— Data excerpts —
┄┄┄┄┄┄┄┄┄┄┄┄┄┄┄┄┄┄┄┄

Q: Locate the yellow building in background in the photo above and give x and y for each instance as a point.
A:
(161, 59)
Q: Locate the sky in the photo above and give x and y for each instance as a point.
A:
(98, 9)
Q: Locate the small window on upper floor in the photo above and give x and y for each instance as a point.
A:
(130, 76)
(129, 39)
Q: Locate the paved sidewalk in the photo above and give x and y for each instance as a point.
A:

┄┄┄┄┄┄┄┄┄┄┄┄┄┄┄┄┄┄┄┄

— WORK INSTRUCTION —
Starting at the first line and ending at the last, retype the entries above.

— RESPONSE TO THE EXERCISE —
Q: Locate the yellow building in background in the photo above and give x and y for each instance as a point.
A:
(161, 59)
Q: Locate the sky in the photo above and give x and y for each instance as a point.
A:
(98, 9)
Q: Locate the small window on upper floor in the photo above and give x and y for each instance as a point.
A:
(130, 76)
(129, 39)
Q: Locate the paved sidewalk in the photo above and give x and y for each instance as a point.
A:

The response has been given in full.